__Task prompt__:
For each line of the listing that contains "rough", make a copy and return it.

######

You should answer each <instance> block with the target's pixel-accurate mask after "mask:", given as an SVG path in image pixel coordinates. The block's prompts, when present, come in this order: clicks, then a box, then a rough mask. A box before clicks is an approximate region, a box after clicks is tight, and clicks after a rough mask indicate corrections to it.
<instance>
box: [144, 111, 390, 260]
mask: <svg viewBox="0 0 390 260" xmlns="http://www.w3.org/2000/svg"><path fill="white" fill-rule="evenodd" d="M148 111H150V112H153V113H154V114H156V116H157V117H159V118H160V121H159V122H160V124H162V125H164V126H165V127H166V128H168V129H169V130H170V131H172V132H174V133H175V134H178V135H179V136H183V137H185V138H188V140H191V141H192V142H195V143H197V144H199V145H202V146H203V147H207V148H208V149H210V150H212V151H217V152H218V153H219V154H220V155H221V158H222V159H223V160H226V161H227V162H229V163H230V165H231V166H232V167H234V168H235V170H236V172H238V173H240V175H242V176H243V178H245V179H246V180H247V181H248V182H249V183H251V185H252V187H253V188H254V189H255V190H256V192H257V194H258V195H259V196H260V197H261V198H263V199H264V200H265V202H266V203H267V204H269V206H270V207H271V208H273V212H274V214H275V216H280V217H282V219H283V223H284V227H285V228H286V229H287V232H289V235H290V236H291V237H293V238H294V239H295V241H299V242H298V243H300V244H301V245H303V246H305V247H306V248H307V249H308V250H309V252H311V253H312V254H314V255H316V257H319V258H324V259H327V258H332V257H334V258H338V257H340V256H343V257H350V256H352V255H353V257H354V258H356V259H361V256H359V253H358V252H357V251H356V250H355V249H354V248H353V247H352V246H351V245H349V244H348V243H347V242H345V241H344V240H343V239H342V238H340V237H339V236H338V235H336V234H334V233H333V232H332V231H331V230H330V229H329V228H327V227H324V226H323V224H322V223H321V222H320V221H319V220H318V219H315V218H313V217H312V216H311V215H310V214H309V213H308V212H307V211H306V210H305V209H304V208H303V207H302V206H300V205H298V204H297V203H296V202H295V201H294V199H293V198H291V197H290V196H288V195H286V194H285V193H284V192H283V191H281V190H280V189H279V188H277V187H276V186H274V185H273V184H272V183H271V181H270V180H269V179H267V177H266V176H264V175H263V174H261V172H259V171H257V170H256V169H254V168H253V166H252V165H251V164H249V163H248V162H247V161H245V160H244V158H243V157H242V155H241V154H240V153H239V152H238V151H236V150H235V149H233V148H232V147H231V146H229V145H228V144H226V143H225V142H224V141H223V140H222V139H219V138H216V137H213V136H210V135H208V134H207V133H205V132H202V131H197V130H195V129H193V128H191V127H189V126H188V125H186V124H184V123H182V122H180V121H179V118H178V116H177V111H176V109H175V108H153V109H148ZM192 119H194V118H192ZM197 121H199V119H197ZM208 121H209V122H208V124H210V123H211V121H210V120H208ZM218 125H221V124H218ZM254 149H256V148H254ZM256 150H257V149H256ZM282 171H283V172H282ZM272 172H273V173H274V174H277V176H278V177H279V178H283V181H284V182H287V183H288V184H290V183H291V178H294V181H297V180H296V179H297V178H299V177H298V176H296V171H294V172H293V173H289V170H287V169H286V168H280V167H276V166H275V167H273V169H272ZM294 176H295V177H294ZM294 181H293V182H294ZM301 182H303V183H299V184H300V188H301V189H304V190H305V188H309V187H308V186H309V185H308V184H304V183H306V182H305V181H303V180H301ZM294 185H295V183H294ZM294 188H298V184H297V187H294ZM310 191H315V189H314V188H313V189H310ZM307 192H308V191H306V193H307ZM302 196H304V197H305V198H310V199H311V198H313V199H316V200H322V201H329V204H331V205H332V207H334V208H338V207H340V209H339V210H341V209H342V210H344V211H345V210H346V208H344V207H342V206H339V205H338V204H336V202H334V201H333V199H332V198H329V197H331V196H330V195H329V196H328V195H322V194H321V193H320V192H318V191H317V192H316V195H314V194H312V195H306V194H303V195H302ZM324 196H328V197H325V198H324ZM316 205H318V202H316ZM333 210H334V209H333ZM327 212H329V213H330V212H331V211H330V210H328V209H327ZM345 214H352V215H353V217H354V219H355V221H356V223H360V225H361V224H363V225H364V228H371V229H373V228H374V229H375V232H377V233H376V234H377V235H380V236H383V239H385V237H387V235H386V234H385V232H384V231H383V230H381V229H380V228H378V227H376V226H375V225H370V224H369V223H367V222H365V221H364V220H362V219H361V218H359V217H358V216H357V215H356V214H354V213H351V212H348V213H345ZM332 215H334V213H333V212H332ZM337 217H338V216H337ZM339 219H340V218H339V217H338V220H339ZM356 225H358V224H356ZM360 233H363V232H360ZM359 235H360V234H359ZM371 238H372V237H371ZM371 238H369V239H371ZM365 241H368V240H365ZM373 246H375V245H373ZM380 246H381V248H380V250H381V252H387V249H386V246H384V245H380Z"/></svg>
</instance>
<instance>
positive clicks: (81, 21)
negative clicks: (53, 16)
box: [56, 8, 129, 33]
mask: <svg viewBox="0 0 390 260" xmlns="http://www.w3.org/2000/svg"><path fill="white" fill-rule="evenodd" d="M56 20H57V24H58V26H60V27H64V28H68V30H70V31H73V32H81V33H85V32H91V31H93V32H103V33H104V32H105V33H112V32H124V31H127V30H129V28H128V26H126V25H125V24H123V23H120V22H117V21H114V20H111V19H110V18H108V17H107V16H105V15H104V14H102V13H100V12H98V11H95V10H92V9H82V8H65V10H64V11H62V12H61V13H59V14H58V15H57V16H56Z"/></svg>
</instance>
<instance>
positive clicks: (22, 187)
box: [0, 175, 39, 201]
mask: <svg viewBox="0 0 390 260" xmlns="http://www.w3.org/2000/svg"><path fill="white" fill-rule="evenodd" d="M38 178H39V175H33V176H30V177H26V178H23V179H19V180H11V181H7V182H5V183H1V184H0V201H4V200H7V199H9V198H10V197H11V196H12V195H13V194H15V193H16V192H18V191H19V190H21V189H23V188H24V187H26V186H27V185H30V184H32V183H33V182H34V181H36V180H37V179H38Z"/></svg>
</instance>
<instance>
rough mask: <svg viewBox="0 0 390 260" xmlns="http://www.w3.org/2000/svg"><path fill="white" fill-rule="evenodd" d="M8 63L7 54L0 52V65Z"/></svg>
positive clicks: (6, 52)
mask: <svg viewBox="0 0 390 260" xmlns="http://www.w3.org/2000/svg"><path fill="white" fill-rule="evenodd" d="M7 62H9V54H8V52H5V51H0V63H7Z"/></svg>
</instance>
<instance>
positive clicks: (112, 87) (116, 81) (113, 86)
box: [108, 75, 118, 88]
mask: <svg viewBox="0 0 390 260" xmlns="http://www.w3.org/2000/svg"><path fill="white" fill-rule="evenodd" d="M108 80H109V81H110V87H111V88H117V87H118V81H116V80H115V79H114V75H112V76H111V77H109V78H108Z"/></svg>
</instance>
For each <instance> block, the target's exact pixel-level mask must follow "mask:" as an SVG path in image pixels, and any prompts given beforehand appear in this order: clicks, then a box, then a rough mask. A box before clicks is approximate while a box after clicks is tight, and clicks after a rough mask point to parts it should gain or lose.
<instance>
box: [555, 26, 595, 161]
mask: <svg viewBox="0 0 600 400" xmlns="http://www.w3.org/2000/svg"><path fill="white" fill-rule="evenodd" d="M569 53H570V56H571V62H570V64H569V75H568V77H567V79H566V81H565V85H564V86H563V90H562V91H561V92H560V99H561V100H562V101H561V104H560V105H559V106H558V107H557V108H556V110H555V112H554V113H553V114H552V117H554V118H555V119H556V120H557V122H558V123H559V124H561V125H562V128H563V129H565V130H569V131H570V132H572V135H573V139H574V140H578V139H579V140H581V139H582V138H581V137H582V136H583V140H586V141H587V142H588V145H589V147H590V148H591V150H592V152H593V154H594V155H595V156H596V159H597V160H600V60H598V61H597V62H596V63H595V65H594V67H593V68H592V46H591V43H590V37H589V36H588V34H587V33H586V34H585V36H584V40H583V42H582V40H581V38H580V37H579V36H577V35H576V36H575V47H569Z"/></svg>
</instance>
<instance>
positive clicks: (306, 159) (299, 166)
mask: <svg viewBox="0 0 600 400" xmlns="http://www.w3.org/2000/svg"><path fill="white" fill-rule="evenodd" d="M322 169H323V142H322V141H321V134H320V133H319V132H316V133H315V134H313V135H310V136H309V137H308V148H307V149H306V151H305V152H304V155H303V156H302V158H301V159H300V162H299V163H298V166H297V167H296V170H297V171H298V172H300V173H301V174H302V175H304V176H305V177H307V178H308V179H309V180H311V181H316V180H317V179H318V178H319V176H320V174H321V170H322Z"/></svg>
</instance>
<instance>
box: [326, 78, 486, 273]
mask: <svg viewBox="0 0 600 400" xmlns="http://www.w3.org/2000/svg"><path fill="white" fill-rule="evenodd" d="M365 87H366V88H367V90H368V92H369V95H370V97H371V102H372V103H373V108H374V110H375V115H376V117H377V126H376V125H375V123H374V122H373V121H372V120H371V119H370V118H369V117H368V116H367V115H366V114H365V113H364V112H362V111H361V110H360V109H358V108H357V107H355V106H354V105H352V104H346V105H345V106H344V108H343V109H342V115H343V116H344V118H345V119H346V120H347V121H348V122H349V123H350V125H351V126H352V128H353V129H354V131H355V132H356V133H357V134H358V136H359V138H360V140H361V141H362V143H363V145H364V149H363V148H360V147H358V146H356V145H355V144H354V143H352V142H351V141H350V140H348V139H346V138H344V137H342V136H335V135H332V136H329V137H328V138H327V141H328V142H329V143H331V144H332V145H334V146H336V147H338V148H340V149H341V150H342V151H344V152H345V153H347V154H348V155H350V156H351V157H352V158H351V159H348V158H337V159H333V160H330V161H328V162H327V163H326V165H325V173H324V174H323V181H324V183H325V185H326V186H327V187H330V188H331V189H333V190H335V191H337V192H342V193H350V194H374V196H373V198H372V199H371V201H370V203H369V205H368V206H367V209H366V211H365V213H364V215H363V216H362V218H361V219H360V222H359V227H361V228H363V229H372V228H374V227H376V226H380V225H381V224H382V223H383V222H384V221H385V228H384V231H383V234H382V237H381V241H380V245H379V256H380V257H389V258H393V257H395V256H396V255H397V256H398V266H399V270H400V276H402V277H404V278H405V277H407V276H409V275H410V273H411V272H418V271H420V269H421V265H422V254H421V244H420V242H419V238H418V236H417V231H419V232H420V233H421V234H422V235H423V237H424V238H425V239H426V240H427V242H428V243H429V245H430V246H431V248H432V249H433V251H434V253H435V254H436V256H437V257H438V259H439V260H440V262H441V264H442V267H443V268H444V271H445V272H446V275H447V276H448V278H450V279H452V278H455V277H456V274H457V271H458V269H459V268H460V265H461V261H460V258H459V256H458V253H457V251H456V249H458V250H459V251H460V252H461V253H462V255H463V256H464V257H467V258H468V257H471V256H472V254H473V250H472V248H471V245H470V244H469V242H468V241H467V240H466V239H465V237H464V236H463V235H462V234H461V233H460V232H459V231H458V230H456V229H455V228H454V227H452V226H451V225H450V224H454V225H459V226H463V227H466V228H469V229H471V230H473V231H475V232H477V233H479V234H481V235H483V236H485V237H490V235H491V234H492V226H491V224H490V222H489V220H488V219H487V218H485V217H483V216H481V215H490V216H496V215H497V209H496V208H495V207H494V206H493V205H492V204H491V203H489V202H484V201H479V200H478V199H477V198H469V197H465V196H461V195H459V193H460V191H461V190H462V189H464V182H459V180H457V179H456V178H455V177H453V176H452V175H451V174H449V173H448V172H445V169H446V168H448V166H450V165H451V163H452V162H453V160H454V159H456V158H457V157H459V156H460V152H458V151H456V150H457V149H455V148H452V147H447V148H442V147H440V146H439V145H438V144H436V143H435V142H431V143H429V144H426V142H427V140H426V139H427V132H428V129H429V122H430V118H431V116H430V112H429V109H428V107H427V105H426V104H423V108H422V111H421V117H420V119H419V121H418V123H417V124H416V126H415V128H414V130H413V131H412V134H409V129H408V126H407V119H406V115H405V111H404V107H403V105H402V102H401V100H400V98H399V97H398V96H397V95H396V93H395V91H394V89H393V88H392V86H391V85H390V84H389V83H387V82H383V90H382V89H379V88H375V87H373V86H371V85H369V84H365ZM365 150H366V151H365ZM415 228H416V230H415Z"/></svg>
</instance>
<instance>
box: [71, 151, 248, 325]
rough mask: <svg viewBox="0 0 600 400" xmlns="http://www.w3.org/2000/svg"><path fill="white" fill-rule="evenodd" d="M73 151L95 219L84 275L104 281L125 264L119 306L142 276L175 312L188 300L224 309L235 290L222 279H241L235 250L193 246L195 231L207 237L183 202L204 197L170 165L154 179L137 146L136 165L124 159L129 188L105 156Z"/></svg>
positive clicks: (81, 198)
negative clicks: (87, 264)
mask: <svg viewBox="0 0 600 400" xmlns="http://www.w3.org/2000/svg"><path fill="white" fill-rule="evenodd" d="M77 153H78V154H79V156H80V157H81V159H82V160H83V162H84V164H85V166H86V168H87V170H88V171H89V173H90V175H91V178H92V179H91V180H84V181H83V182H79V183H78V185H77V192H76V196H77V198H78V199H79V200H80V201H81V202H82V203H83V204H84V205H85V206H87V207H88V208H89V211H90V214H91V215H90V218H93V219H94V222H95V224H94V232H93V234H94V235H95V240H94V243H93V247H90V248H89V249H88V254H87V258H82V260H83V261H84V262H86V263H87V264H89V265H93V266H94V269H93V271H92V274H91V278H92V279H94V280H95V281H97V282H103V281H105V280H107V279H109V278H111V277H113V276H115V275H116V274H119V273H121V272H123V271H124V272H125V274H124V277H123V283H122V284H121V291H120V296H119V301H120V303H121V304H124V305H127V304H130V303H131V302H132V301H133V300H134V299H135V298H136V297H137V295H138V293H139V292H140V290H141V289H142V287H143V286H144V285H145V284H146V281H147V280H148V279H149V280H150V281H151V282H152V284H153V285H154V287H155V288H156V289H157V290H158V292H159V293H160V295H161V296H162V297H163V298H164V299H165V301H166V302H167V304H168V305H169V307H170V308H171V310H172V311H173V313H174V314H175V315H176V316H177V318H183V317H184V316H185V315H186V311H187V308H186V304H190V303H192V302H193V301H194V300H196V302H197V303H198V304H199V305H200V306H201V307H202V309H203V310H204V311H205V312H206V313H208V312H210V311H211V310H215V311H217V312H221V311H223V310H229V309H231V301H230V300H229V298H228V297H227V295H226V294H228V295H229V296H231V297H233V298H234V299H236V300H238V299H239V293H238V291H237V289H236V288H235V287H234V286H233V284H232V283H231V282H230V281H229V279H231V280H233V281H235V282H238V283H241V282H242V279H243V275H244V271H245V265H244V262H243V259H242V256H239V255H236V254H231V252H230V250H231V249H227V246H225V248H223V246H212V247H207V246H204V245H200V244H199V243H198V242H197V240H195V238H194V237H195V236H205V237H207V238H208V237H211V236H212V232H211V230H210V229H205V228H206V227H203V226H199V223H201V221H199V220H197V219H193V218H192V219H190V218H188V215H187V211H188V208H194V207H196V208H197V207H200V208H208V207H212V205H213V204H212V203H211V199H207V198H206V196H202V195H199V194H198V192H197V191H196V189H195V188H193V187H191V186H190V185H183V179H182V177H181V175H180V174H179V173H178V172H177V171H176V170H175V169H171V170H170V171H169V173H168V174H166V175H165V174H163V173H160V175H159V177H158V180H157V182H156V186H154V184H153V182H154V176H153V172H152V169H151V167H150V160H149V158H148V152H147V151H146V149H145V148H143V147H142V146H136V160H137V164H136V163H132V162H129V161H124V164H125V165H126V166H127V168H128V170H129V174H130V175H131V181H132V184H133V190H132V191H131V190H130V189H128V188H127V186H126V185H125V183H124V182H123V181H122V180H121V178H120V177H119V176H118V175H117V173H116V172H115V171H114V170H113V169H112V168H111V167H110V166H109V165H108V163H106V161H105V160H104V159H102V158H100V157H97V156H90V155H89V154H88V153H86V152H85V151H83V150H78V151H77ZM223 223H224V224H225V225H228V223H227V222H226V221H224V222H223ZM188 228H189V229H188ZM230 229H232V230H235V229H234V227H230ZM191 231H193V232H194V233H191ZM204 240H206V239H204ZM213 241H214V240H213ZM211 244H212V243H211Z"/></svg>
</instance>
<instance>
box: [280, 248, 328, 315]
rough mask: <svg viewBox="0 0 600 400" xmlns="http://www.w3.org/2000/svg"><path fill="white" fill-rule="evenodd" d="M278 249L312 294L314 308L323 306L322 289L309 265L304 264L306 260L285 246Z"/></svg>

######

__Reply to the exercise__:
You should answer each <instance> block with the target's pixel-accurate mask after "mask:", given as an SVG path in image pixel coordinates. The block's prompts, when present, come in this order: clicks, then a box, then a rough mask. A box before clicks is an approximate region, a box after clicks is tight, and clicks after a rough mask indicate corrections to it.
rough mask: <svg viewBox="0 0 390 260" xmlns="http://www.w3.org/2000/svg"><path fill="white" fill-rule="evenodd" d="M8 63L7 54L0 52V65Z"/></svg>
For each <instance> block, the target's exact pixel-level mask must follow "mask:" as an SVG path in image pixels, and any prompts given beforehand appear in this order: clicks, then a box, then a rough mask. A box before clicks is approximate while a box after clicks is tight, and clicks after a rough mask point to parts it should gain or lose.
rough mask: <svg viewBox="0 0 600 400" xmlns="http://www.w3.org/2000/svg"><path fill="white" fill-rule="evenodd" d="M73 151L95 219L84 275L104 281L125 264L119 306L142 276L175 312L188 300L224 309L235 290L222 279H241L235 250L193 246L195 231L207 237L183 202L204 197L170 165L154 179L137 146L136 165L124 159L129 188L105 156Z"/></svg>
rough mask: <svg viewBox="0 0 600 400" xmlns="http://www.w3.org/2000/svg"><path fill="white" fill-rule="evenodd" d="M278 249L312 294L314 308L323 306L322 289L309 265L304 264L306 260L285 246Z"/></svg>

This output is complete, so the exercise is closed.